* TASK TO COMPLETE *
Reproduce all of the data word for word.

* INPUT DATA *
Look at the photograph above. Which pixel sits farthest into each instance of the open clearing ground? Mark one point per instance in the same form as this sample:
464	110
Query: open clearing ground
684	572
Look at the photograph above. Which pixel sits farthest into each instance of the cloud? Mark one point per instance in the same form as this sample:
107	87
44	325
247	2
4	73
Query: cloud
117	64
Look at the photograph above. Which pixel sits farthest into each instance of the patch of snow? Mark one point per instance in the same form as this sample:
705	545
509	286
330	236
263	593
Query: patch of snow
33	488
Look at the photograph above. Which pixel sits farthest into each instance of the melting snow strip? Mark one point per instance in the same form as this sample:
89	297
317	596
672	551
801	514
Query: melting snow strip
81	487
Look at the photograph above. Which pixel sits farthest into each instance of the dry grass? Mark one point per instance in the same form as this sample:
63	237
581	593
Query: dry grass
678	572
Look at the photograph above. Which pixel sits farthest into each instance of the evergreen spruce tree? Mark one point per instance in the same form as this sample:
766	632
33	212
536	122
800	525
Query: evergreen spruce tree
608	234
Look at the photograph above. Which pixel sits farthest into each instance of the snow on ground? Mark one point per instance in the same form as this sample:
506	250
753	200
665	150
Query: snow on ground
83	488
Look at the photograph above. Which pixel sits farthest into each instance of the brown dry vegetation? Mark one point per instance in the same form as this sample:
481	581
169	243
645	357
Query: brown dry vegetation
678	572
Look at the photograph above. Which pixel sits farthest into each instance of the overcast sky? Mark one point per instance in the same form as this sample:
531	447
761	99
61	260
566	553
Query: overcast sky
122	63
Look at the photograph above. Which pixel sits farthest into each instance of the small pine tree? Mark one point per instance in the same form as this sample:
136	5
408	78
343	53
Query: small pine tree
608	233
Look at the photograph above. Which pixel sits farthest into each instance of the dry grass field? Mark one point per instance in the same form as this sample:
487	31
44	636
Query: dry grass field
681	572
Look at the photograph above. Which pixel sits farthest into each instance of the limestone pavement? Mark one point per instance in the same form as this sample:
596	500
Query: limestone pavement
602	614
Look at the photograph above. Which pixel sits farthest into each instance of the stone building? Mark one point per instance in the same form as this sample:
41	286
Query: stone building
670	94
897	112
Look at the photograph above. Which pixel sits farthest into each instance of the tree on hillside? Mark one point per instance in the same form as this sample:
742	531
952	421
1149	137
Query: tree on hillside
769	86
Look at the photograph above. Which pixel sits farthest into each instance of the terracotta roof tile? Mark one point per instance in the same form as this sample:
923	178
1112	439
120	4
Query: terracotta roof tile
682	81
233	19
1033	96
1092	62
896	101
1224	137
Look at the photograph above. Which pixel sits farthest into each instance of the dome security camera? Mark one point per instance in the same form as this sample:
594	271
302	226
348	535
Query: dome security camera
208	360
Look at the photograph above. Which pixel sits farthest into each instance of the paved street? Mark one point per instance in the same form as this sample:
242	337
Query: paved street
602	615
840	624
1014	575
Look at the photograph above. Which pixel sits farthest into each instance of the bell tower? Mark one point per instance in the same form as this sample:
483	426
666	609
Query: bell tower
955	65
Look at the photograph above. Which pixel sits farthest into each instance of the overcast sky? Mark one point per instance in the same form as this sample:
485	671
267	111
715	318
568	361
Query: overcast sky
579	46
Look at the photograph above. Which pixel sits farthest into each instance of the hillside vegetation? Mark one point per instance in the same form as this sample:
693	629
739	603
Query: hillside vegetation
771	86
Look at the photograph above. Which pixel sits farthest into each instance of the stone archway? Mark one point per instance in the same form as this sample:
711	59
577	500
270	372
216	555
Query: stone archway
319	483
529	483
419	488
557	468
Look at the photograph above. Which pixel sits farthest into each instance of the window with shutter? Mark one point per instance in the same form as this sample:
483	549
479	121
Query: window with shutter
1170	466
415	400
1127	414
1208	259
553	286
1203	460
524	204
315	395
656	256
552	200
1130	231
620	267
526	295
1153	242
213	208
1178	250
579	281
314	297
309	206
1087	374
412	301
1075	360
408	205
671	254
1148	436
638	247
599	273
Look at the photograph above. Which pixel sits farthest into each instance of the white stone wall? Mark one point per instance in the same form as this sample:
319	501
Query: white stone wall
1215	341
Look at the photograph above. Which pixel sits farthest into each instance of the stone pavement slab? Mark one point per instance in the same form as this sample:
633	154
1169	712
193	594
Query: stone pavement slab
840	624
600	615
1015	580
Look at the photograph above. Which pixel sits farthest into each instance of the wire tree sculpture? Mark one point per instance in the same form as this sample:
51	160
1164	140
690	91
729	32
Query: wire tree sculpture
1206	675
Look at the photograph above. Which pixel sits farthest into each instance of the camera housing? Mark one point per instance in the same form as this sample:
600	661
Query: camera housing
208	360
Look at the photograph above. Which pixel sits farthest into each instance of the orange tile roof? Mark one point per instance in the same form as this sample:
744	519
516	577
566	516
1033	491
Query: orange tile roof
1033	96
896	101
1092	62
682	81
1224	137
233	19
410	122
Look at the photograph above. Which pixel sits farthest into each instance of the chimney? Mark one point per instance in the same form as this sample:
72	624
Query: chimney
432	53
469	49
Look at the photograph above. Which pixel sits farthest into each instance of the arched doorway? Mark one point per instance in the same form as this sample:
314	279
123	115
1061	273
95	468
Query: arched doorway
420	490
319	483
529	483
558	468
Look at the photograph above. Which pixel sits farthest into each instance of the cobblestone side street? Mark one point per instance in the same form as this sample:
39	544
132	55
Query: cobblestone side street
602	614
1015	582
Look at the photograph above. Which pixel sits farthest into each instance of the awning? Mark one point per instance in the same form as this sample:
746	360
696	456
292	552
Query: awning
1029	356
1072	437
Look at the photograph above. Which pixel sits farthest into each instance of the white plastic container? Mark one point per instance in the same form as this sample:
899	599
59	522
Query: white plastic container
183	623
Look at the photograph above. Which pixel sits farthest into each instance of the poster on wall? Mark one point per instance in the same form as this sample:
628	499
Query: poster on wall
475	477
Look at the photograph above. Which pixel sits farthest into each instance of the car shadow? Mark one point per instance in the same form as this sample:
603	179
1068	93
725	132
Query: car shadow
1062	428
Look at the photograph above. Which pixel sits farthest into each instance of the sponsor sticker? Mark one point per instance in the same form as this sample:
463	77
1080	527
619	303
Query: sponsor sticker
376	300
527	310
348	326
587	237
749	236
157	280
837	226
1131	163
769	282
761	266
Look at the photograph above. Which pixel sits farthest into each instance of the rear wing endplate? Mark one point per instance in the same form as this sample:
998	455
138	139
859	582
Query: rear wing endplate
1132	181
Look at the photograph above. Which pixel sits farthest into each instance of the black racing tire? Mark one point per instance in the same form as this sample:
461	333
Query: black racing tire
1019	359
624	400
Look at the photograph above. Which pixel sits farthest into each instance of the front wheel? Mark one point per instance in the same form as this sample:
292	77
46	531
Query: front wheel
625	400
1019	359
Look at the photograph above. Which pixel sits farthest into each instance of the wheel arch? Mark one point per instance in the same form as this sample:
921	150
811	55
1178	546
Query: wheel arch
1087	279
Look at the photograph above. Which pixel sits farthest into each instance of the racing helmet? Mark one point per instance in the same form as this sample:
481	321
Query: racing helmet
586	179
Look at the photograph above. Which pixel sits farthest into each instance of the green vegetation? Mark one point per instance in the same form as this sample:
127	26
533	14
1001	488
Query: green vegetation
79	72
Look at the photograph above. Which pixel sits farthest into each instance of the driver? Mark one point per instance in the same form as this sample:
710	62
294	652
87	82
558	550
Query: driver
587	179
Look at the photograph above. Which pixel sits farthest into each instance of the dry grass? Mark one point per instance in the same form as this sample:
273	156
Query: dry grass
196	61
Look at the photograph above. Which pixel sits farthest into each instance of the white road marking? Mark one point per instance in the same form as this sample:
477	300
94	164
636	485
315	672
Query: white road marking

* WRITTEN ANSWER *
Look at the photograph above. Which pixel sits farthest into each instance of the open clearing ground? Mark one point per instance in the same form as this sample:
464	110
Query: open clearing ground
684	572
Look at the photograph above. Which pixel sits farthest into each instance of the cloud? Mark one point per instance in the same form as this sample:
107	87
44	325
247	2
4	73
Query: cloud
117	64
Look at the photograph above. Which pixel sits farthest into each instance of the patch of snow? Mark one point per instance in the same form as this sample:
705	545
509	286
330	236
263	593
Query: patch of snow
33	488
Look at the photograph above. Which pixel sits farthest into each instance of the melting snow strip? Mark one point per instance in the same form as this sample:
89	297
317	596
672	551
801	514
Query: melting snow strip
81	487
Look at the photograph above. Which pixel sits farthest into each instance of the dry grass? Mark one point per instance in the same form as this sample:
63	237
581	593
Query: dry grass
678	572
Look at the photograph above. Which pixel sits farthest into each instance of the evergreen spruce tree? Mark one point per instance in the same form as this sample:
766	632
33	212
536	122
800	525
Query: evergreen spruce tree
608	234
Look at the photograph above. Which pixel sits farthest into each instance of the snow on ground? Mark one point per instance in the same form as this sample:
506	250
753	200
665	150
Query: snow on ground
83	488
Look at the photograph above. Which pixel sits farthest into each instance of the brown dry vegetation? Mark one point per instance in the same form as this sample:
481	581
169	243
645	357
Query: brown dry vegetation
678	572
Look at the photograph above. Which pixel sits farthest into each instance of the overcast sky? Mark one point per instance in the same form as this sample:
531	447
761	99
61	260
566	553
Query: overcast sky
122	63
Look at the photograph above. Which pixel sits farthest into each instance of the small pine tree? Mark one point per instance in the same form as this sample:
136	5
408	78
343	53
Query: small pine tree
608	233
Look at the photograph above. Which pixel sits farthest into each instance of the dry grass field? Mark one point per instance in the same form as this sample:
487	31
44	636
Query: dry grass field
681	572
Look at the photograph above. Which pixel sits farthest into each instance of the limestone pavement? Mark one point per instance in the same form as this sample:
596	500
Query: limestone pavement
602	614
Look at the photograph above. Which pixel sits farthest into each instance of the stone building? Mark one point per instance in the same form as this sample:
41	286
Query: stone building
670	94
897	112
Look at the photograph above. Which pixel sits farthest into each instance of the tree on hillside? Mark one point per instance in the same form as this sample:
742	531
952	421
1149	137
Query: tree on hillside
769	86
Look at the photograph above. Which pixel sits farthest into each instance of the terracotta roof tile? Mark one point per instance in the same form as this sample:
923	178
1112	439
120	4
Query: terracotta roof tile
682	81
233	19
1033	96
1092	62
896	101
1224	137
Look at the photograph above. Which pixel sits farthest into each instance of the dome security camera? Mark one point per instance in the same form as this sample:
594	271
302	226
348	535
Query: dome security camera
208	360
Look at the photograph above. Which pixel sits farthest into each instance of the paved street? Mark one point per instance in the same form as this sample:
242	337
Query: paved street
602	615
840	624
1014	575
Look at the photograph above. Which pixel sits farthest into each instance of the bell tower? Mark one point per instance in the same form as this sample:
483	426
666	609
Query: bell tower
955	65
Look at the photograph above. Which pixel sits farthest into each instance of the overcast sky? Mark one point per instance in the same form as this sample:
485	671
267	111
715	318
568	361
Query: overcast sky
579	46
Look at the photograph above. Which pixel sits farthest into each instance of the hillside vegetation? Mark one point per instance in the same form as this sample:
693	629
739	603
Query: hillside vegetation
771	86
Look at the photograph above. Which pixel sits farthest into each instance of the stone archway? Mark one point per instance in the same form as this sample:
711	59
577	500
270	372
216	555
Query: stone archway
319	483
529	483
419	488
557	468
Look at the photograph above. Which pixel sits farthest into each instance of the window with shutter? Mark one point per instance in the same form as this sample:
483	549
479	121
Query: window with shutter
1170	466
415	400
1127	414
1208	259
553	286
1203	460
524	204
315	395
656	256
552	200
1130	231
620	267
526	295
1153	242
213	208
1178	250
579	281
314	297
309	206
1087	374
412	301
1075	360
408	205
671	254
1148	436
638	247
599	273
Look at the photograph above. Which pixel sits farthest into each instance of the white stone wall? Mark one point per instance in the same form as this sample:
319	501
Query: white stone wall
1215	341
Look at the photograph above. Which pixel sits farthest into each instance of the stone pavement slab? Mark one point per instance in the same form as this sample:
633	154
1169	712
193	594
Query: stone pavement slab
840	624
600	615
1015	580
Look at the photograph above. Which pixel sits farthest into each instance of the wire tree sculpture? Mark one point per instance in the same form as this sample:
51	160
1164	140
690	91
729	32
Query: wire tree sculpture
1206	675
Look at the photograph above. Which pixel sits farthest into each instance of the camera housing? Mark one point per instance in the same form as this sample:
600	661
Query: camera housing
208	360
Look at the photograph above. Which pixel sits farthest into each instance of the orange tile roof? Mark one point per instance in the same form as this sample:
744	519
516	577
566	516
1033	491
Query: orange tile roof
1033	96
896	101
1092	62
682	81
1224	137
233	19
410	122
Look at the photograph above. Which pixel sits farthest into each instance of the chimney? Mark one point per instance in the same form as this sample:
72	624
Query: chimney
432	53
469	49
Look at the photograph above. Which pixel sits farthest into each instance of the arched doorway? Mark one point per instance in the same form as this sample:
314	279
123	115
1061	273
95	468
Query: arched doorway
420	490
319	483
529	483
558	468
Look at the photograph above. Which pixel sits farthest into each instance of the cobblestone side street? Mark one point per instance in the same form as this sample:
39	544
132	55
Query: cobblestone side street
602	614
1015	582
Look at the photograph above. Which pixel sits farthest into each instance of the awning? Mark one point per instance in the same form as this sample:
746	360
696	456
292	552
Query: awning
1029	356
1072	437
Look at the photograph above. Which pixel sits farthest into each instance of the white plastic container? Mark one point per instance in the same form as this sample:
899	599
59	522
Query: white plastic container
183	623
Look at the photograph above. Which pixel sits farthest into each instance of the poster on wall? Mark one point per instance in the same form as this sample:
628	499
Query: poster on wall
475	477
Look at the photograph above. Which pixel sits farthest into each instance of the car shadow? Mark one point per instance in the same form as this sample:
603	179
1068	93
725	132
Query: car shadow
1062	428
Look at the photograph above. Which pixel sits farthest into each instance of the sponsor sticker? Mark one point per instance in the same form as this sample:
463	77
1080	527
619	303
Query: sponsor sticker
376	300
527	310
348	326
587	237
749	236
157	280
837	226
1131	163
769	282
761	266
Look at the photograph above. Which pixel sits farthest into each instance of the rear wing endplate? Mark one point per instance in the same form as this sample:
998	455
138	139
859	582
Query: rear wing endplate
1132	181
Look at the photograph above. Which pixel sits farthest into each instance of the black racing tire? Mark one point per instance in the same form as this sample:
461	333
Query: black racing tire
1019	359
624	400
Look at the photograph above. Which pixel sits farthest into each instance of the front wheel? Mark one point per instance in the same form as this sample:
292	77
46	531
Query: front wheel
625	400
1019	359
Look at the photograph above. Which pixel sits farthest into each instance of the wheel arch? Mark one point per instance in the same form as this sample:
921	150
811	55
1178	546
Query: wheel arch
1087	279
Look at the photograph above. Which pixel sits farthest into each instance of the racing helmet? Mark one point per instance in the same form as this sample:
481	321
Query: racing helmet
586	179
Look at the photograph above. Which pixel sits farthest into each instance of the green vegetation? Mark one point per instance in the same form as this sample:
127	26
533	14
1001	488
Query: green vegetation
79	72
Look at the photograph above. Which pixel sits farthest into each instance of the driver? Mark one point per instance in the same form as this sample:
710	62
294	652
87	82
558	550
Query: driver
587	179
Look at the photograph above. Which pixel sits farthest into each instance of the dry grass? Mark one point per instance in the same form as this sample:
273	156
Query: dry grass
196	61
Look at the photograph above. Which pixel sits farthest into each instance of the white road marking? Mark one point per instance in the same form as this sample:
477	300
94	164
636	485
315	672
Query: white road marking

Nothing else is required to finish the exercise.